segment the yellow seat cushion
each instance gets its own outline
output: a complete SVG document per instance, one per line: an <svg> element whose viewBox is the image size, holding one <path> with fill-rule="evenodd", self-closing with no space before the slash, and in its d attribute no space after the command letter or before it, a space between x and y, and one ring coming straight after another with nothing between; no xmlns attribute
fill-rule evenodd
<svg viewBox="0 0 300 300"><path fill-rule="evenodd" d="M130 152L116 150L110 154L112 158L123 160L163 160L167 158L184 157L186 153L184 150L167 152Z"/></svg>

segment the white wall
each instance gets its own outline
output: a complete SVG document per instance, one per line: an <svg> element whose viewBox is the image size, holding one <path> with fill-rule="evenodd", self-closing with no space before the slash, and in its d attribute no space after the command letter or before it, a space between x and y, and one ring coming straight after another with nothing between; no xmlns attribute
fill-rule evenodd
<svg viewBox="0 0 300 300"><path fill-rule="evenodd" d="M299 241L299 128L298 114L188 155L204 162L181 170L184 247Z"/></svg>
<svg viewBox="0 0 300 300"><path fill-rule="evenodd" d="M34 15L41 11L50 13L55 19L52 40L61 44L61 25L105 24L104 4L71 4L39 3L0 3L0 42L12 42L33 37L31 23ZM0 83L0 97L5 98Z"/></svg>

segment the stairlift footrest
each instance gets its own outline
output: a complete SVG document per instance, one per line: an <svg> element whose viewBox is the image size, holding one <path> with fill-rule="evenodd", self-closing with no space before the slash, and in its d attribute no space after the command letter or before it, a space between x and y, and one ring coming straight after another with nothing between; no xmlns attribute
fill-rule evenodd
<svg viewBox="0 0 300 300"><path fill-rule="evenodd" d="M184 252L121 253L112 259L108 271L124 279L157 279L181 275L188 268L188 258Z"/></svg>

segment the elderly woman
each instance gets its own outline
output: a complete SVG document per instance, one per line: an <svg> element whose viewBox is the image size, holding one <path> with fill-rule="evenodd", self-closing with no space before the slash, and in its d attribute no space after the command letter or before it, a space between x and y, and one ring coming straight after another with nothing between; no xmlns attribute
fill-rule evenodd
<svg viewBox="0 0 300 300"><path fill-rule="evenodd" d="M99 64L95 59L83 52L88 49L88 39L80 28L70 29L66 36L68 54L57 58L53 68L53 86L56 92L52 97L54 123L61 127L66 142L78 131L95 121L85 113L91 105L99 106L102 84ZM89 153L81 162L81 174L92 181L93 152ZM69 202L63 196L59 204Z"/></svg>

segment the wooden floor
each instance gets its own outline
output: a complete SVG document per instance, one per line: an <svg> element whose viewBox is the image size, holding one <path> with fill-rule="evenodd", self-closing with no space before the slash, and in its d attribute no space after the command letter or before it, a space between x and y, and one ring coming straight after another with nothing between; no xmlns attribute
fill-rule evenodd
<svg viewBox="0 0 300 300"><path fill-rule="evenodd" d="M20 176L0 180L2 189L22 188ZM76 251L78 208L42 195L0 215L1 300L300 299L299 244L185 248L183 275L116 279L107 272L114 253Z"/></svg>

# TASK DESCRIPTION:
Swap "outline" for "contour" everywhere it occurs in the items above, then write out all of their lines again with nothing else changed.

# TASK RESULT:
segment the yellow seat cushion
each instance gets its own contour
output: a complete SVG document per instance, one per line: an <svg> element whose viewBox is the image size, holding one <path> with fill-rule="evenodd", self-closing with no space before the slash, and in its d attribute no space after the command letter or before it, a space between x and y, and one ring coming straight after another with nothing between; no xmlns attribute
fill-rule evenodd
<svg viewBox="0 0 300 300"><path fill-rule="evenodd" d="M130 152L116 150L110 154L112 158L123 160L163 160L167 158L184 157L186 153L184 150L167 152Z"/></svg>

segment the white wall
each instance gets its own contour
output: a complete SVG document per instance, one per line: an <svg> element whose viewBox is the image size, holding one <path> with fill-rule="evenodd", self-closing with no space before the slash, and in its d attribute no space after the command letter or before it, a space between x and y, and one ring coming straight after another with nothing between; no xmlns attribute
fill-rule evenodd
<svg viewBox="0 0 300 300"><path fill-rule="evenodd" d="M299 241L299 128L298 114L188 155L204 162L181 170L184 247Z"/></svg>
<svg viewBox="0 0 300 300"><path fill-rule="evenodd" d="M34 15L41 11L50 13L55 19L52 40L61 44L61 25L105 24L104 4L71 4L39 3L0 3L0 42L12 42L33 37L31 23ZM0 83L0 97L5 98Z"/></svg>

segment the stairlift footrest
each instance gets its own contour
output: a complete SVG document per instance, one per line: an <svg> element whose viewBox is the image size, holding one <path> with fill-rule="evenodd", self-closing with no space before the slash, and in its d attribute no space after the command letter or before it, a space between x and y, and one ring coming straight after another with nothing between; no xmlns attribute
fill-rule evenodd
<svg viewBox="0 0 300 300"><path fill-rule="evenodd" d="M184 252L121 253L112 259L108 271L124 279L157 279L181 275L188 268L188 258Z"/></svg>

segment the elderly woman
each instance gets its own contour
output: a complete SVG document per instance, one per line: an <svg> element whose viewBox is the image size, holding one <path> with fill-rule="evenodd", self-closing with no space before the slash, and in its d attribute no space after the command letter or before it, a space between x and y, and one ring coming straight after another with nothing between; no xmlns attribute
fill-rule evenodd
<svg viewBox="0 0 300 300"><path fill-rule="evenodd" d="M99 64L95 59L83 52L88 49L88 39L80 28L70 29L66 36L68 54L57 58L53 68L53 86L56 92L52 97L54 123L61 127L66 142L78 131L95 121L85 113L91 105L99 106L102 84ZM89 153L81 162L81 174L92 181L93 152ZM69 202L63 196L59 204Z"/></svg>

segment the wooden floor
each instance gets its own contour
output: a complete SVG document per instance, one per line: an <svg> element whose viewBox is the image size, holding one <path> with fill-rule="evenodd", self-closing with no space before the slash, and in its d attribute no space after the command letter or before it, a space between x and y, and one ring coming straight after another with nothing between; no xmlns attribute
fill-rule evenodd
<svg viewBox="0 0 300 300"><path fill-rule="evenodd" d="M20 176L0 180L2 189L22 188ZM76 251L78 208L42 195L0 215L1 300L300 299L299 244L185 248L183 275L116 279L107 272L114 253Z"/></svg>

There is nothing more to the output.